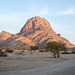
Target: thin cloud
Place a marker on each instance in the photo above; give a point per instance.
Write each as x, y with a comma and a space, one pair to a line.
68, 12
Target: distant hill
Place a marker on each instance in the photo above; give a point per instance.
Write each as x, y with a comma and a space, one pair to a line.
36, 32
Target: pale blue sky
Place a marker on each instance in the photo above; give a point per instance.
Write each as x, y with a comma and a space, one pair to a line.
60, 14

-------

● **What the task asks**
Beginning with the line that holds "Target: pale blue sky" and ending with the last line of the data, copy each line exactly and add nothing.

● **Exercise result**
Target: pale blue sky
Place a marker on each instance in the photo above; give a point per instance.
Write each as x, y with a comma and a space, one pair to a line.
60, 14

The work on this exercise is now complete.